## DIRECTIVE
Please reproduce every line of the listing below word for word, leaving out the pictures.

## RECORDS TO USE
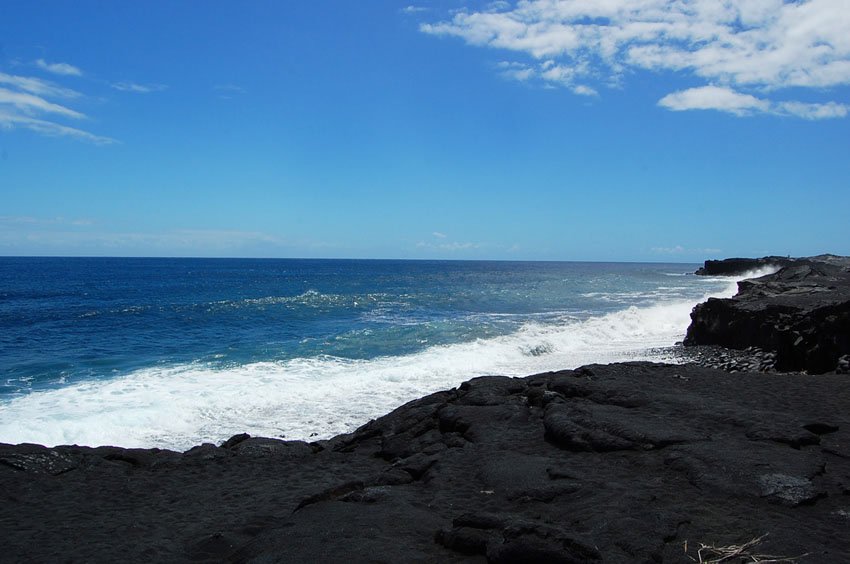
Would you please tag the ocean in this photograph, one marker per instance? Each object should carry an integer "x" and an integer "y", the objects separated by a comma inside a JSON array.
[{"x": 171, "y": 353}]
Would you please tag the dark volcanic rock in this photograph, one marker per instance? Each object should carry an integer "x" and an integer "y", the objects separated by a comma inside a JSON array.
[
  {"x": 738, "y": 266},
  {"x": 633, "y": 462},
  {"x": 801, "y": 313}
]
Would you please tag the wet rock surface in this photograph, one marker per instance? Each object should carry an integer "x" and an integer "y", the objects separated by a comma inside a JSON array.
[
  {"x": 633, "y": 462},
  {"x": 800, "y": 314},
  {"x": 630, "y": 462}
]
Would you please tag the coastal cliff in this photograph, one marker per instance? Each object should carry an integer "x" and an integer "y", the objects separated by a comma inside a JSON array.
[
  {"x": 629, "y": 462},
  {"x": 801, "y": 312}
]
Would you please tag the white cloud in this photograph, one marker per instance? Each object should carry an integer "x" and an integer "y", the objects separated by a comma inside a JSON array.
[
  {"x": 51, "y": 129},
  {"x": 583, "y": 90},
  {"x": 138, "y": 88},
  {"x": 714, "y": 98},
  {"x": 30, "y": 104},
  {"x": 451, "y": 246},
  {"x": 813, "y": 111},
  {"x": 37, "y": 86},
  {"x": 25, "y": 104},
  {"x": 728, "y": 100},
  {"x": 62, "y": 69},
  {"x": 756, "y": 45}
]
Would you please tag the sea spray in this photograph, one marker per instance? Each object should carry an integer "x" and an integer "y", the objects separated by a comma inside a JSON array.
[{"x": 177, "y": 405}]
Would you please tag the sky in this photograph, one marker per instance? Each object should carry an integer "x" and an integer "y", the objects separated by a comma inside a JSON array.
[{"x": 612, "y": 130}]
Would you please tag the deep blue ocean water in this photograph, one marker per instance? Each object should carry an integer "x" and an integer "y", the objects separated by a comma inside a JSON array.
[{"x": 172, "y": 352}]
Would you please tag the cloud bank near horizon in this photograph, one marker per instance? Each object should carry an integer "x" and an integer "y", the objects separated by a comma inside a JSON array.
[{"x": 744, "y": 51}]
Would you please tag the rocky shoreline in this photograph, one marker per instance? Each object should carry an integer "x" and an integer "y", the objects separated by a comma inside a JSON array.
[{"x": 629, "y": 462}]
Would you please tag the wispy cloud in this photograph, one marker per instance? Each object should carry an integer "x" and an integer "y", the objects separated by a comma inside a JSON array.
[
  {"x": 728, "y": 100},
  {"x": 138, "y": 88},
  {"x": 739, "y": 47},
  {"x": 50, "y": 129},
  {"x": 37, "y": 86},
  {"x": 31, "y": 104},
  {"x": 25, "y": 103},
  {"x": 62, "y": 69},
  {"x": 451, "y": 246}
]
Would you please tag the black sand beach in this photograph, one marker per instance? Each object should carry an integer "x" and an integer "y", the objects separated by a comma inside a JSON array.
[{"x": 630, "y": 462}]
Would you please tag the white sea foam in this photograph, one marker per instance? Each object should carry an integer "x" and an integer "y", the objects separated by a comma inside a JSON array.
[{"x": 313, "y": 398}]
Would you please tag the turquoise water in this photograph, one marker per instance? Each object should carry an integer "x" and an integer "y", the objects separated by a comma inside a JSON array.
[{"x": 172, "y": 352}]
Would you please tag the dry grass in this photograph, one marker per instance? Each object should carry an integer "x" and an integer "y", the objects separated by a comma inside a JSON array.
[{"x": 746, "y": 552}]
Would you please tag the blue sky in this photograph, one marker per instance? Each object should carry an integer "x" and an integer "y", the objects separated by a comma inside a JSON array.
[{"x": 554, "y": 130}]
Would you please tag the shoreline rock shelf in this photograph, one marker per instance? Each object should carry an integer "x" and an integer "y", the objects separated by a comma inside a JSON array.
[
  {"x": 629, "y": 462},
  {"x": 801, "y": 313}
]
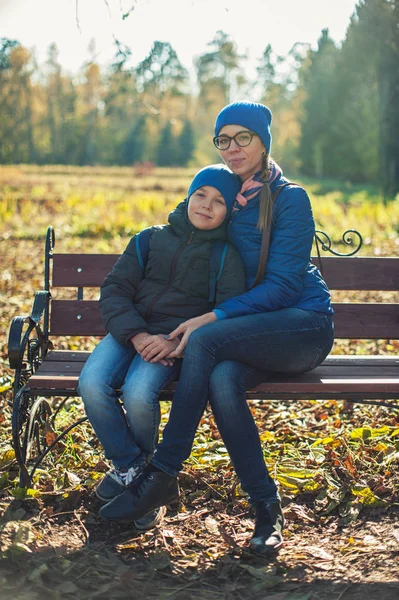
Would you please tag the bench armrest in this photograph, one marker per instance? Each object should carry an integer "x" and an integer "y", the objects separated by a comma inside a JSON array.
[{"x": 19, "y": 335}]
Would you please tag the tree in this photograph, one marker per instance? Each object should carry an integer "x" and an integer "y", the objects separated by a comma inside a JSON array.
[
  {"x": 166, "y": 151},
  {"x": 185, "y": 144},
  {"x": 316, "y": 77}
]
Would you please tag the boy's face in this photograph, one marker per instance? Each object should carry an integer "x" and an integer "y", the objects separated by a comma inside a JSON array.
[{"x": 206, "y": 208}]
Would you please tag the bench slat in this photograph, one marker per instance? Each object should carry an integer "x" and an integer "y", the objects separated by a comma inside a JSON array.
[
  {"x": 350, "y": 273},
  {"x": 355, "y": 321},
  {"x": 360, "y": 273},
  {"x": 340, "y": 376},
  {"x": 81, "y": 270}
]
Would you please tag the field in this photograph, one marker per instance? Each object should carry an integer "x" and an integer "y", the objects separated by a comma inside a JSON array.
[{"x": 337, "y": 467}]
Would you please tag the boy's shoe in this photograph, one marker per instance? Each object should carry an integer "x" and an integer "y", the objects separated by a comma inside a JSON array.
[
  {"x": 151, "y": 519},
  {"x": 269, "y": 522},
  {"x": 116, "y": 481},
  {"x": 150, "y": 491}
]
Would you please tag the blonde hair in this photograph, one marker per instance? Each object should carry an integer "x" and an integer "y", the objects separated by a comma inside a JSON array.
[{"x": 265, "y": 196}]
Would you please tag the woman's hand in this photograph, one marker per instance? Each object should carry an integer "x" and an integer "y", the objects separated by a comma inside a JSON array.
[
  {"x": 186, "y": 329},
  {"x": 154, "y": 348}
]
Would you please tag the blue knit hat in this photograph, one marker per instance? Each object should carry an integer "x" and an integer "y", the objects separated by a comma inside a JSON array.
[
  {"x": 256, "y": 117},
  {"x": 220, "y": 177}
]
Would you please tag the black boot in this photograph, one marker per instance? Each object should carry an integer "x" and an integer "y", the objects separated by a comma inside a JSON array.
[
  {"x": 152, "y": 490},
  {"x": 269, "y": 522}
]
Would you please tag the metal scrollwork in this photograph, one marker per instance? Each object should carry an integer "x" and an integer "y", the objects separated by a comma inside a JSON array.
[{"x": 347, "y": 239}]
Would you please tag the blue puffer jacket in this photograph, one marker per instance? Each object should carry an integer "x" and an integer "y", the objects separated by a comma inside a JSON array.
[{"x": 291, "y": 280}]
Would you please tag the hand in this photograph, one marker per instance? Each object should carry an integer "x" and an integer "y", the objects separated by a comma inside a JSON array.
[
  {"x": 141, "y": 341},
  {"x": 186, "y": 329},
  {"x": 155, "y": 348}
]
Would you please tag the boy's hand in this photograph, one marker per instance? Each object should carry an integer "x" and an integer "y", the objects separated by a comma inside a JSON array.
[
  {"x": 186, "y": 329},
  {"x": 154, "y": 348}
]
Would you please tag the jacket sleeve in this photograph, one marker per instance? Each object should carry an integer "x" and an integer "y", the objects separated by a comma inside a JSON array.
[
  {"x": 232, "y": 280},
  {"x": 289, "y": 254},
  {"x": 118, "y": 289}
]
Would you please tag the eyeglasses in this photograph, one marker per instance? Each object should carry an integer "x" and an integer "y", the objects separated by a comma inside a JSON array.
[{"x": 241, "y": 138}]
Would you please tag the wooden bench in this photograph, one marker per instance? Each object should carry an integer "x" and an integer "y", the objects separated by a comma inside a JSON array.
[{"x": 42, "y": 371}]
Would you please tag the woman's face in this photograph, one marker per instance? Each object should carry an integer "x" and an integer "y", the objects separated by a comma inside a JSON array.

## FINISHED ANSWER
Would you please tag the ocean in this photograph, one marker per instance? Each object should carry an integer "x" and an integer "y", the objects separated by a comma inside a JSON array.
[{"x": 171, "y": 353}]
Would you please tag the dark volcanic rock in this photograph, one marker per instance? Each object should carry an integer "x" and an integer "y", the objects separated by a comma inside a JSON array.
[
  {"x": 738, "y": 266},
  {"x": 633, "y": 462},
  {"x": 801, "y": 313}
]
Would you please tag the wet rock surface in this photograph, one marker per instance? Each object should carry an integer "x" and an integer "y", the objects separated by a comma inside a JSON array.
[
  {"x": 633, "y": 462},
  {"x": 800, "y": 314},
  {"x": 630, "y": 462}
]
Would you please tag the coastal cliff in this photograph, one marker per instance? Each object should carry an integer "x" and an integer "y", the objects separated by a comma inside a JSON array.
[
  {"x": 629, "y": 462},
  {"x": 801, "y": 312}
]
Would you please tag the white cloud in this photograph, one marker per instance? Each object should carry an integer "x" and an integer "y", the objects separated by a comma inside a JSON array.
[
  {"x": 51, "y": 129},
  {"x": 583, "y": 90},
  {"x": 138, "y": 88},
  {"x": 714, "y": 98},
  {"x": 30, "y": 104},
  {"x": 451, "y": 246},
  {"x": 813, "y": 111},
  {"x": 37, "y": 86},
  {"x": 25, "y": 104},
  {"x": 728, "y": 100},
  {"x": 62, "y": 69},
  {"x": 756, "y": 45}
]
Would you please tag the sea spray in this photograph, one marker per instance? Each object should carry an integer "x" and an integer "y", the objects separated by a comma inside a JSON array.
[{"x": 177, "y": 405}]
Would you please tag the sky in this photograph, one marker per instance? Each object should carry an integer "x" and an integer "y", the objects separated by a comma inside a JSON array.
[{"x": 612, "y": 130}]
Would you please tag the deep blue ocean water in this photograph, one marker per instance? Each object should carry an integer "x" and an integer "y", the objects separated by a comma inside a JSON array.
[{"x": 172, "y": 352}]
Would you please tag the cloud bank near horizon in this photograph, one marker per instance? Each object should carry an integer "x" and an integer "y", the objects separated by a comma inside a JSON array.
[{"x": 744, "y": 51}]
Would you please tag the rocky shoreline in this photograph, one marker per instance? Each object should carry an integer "x" and an integer "y", the objects separated by a comma inside a JSON array.
[{"x": 629, "y": 462}]
Would you please tag the wispy cloud in this photograph, one marker per instance? Each object should carry an integer "x" and an integer "y", the objects separated by a comma inside a JSON array.
[
  {"x": 728, "y": 100},
  {"x": 138, "y": 88},
  {"x": 739, "y": 47},
  {"x": 50, "y": 129},
  {"x": 37, "y": 86},
  {"x": 31, "y": 104},
  {"x": 25, "y": 103},
  {"x": 62, "y": 69},
  {"x": 451, "y": 246}
]
Would you please tag the black sand beach in this photograph, one marker per instance? Each object should carry an integer "x" and an integer "y", the objects separated by a comma inside a JSON array.
[{"x": 630, "y": 462}]
Would you please tag the white sea foam in this photograph, one marker per instance? Each object should carry an integer "x" and an integer "y", the objects separated by a comma inside a JSON array.
[{"x": 313, "y": 398}]
Would you please tag the turquoise water in this photograph, one marker per instance? Each object should carry an integer "x" and an integer "y", the objects separated by a comma inside a JSON array.
[{"x": 172, "y": 352}]
Would you please tag the dry grass in this photograph, one marker per instance? Each object should carry an integer "x" and an integer "y", the objects separated by a comma inside a JSON array.
[{"x": 746, "y": 552}]
Would you please tag the blue sky in this photograph, one marker per instance? Each object should carry an integer "x" and an integer "y", the objects separated by a comma inside a JSON array.
[{"x": 554, "y": 130}]
Would you please tag the shoreline rock shelf in this photograph, one marker per instance? Each object should carry an integer "x" and an integer "y", the objects separated by a comma inside a JSON array.
[
  {"x": 629, "y": 462},
  {"x": 801, "y": 313}
]
Would you please tag the bench armrest in this photograph, one marker per instance? Each object should carry an integer "x" and an integer "y", the objects separated by a comma inside a JSON array.
[{"x": 19, "y": 335}]
Would you please tag the tree in this photograph, one marker per instance? Each object should carry an integer "x" and an integer "y", the objects separated by a comma inside a JSON array.
[
  {"x": 166, "y": 151},
  {"x": 185, "y": 144},
  {"x": 316, "y": 77}
]
Would you please tag the boy's face in this photograph, one marker per instance? Each object should carry an integer "x" and an integer "y", the objects separated by a comma inside a JSON array.
[{"x": 206, "y": 208}]
Would you please tag the bench slat in this photograph, one marker per instance? Each object should carry an integer "x" and an integer "y", the objects separated by a comma inside a JSON array.
[
  {"x": 350, "y": 273},
  {"x": 355, "y": 321},
  {"x": 360, "y": 273},
  {"x": 340, "y": 376},
  {"x": 81, "y": 270}
]
Would you please tag the field in this photograph, one marker per instance? Each object should carry an integer "x" and an integer "y", the objects separated by a comma inside a JSON array.
[{"x": 337, "y": 467}]
Would you please tag the boy's shoe in this photograph, one marker per instance? Each object should carry an integer "x" and an integer "y", the objects separated by a comma inside a JSON array.
[
  {"x": 151, "y": 519},
  {"x": 269, "y": 522},
  {"x": 116, "y": 481},
  {"x": 150, "y": 491}
]
Would you please tag the blonde hair in this photograph, one marker per instance? Each object should carry an integer "x" and an integer "y", the objects separated by a comma inside a JSON array.
[{"x": 265, "y": 196}]
Would you please tag the woman's hand in this photograph, one marker per instance? Each object should carry an integer "x" and an integer "y", the objects separated by a comma inside a JSON array.
[
  {"x": 186, "y": 329},
  {"x": 154, "y": 348}
]
Would you please tag the blue knit hat in this photograph, one marker per instance? Each object should carry an integer "x" and an integer "y", the objects separated by a comma inside a JSON array.
[
  {"x": 256, "y": 117},
  {"x": 220, "y": 177}
]
Would you please tag the black boot in this photograph, one marker per instance? Each object should carry an integer "x" and an integer "y", the objects separated by a comma inside a JSON array.
[
  {"x": 152, "y": 490},
  {"x": 269, "y": 522}
]
Would you please tag the metal scrollwork in this photograph, one marker per instance? Each object should carry an integer "x" and an integer "y", the objects separated by a comma inside a JSON array.
[{"x": 347, "y": 239}]
Would you please tag the blue puffer jacket in this photograph, one marker per instance? Each object should carry an integer "x" and an integer "y", the objects separated by a comma inside a JSON array.
[{"x": 291, "y": 280}]
Would you please tag the hand in this photograph, one marker per instance? Each object should carry an integer "x" and an integer "y", the objects separated by a comma inside a JSON array.
[
  {"x": 141, "y": 341},
  {"x": 186, "y": 329},
  {"x": 155, "y": 348}
]
Would you please tag the boy's hand in this photograph, one marker per instance? Each object should carry an integer "x" and an integer "y", the objects separated by a comma inside a JSON array.
[
  {"x": 186, "y": 329},
  {"x": 154, "y": 348}
]
Would you please tag the jacket sleeve in this photograph, one marker per instance? Each object should carry an integer "x" and an integer "y", the objects separated by a comma inside a JSON array.
[
  {"x": 232, "y": 280},
  {"x": 289, "y": 254},
  {"x": 118, "y": 289}
]
Would you please tag the eyeglasses in this photograph, one marker per instance? Each object should carry an integer "x" and an integer "y", the objects separated by a comma inside a JSON array.
[{"x": 241, "y": 138}]
Would you please tag the wooden bench in this photograph, one marker per instance? Each object should carry an integer "x" and an integer "y", the objects separated by a comma inside a JSON array.
[{"x": 42, "y": 371}]
Would you please tag the woman's face in this photograph, one marker per instance? Each object should carry an integer "x" and an integer "y", the objects separated by a comma inside a JSON array.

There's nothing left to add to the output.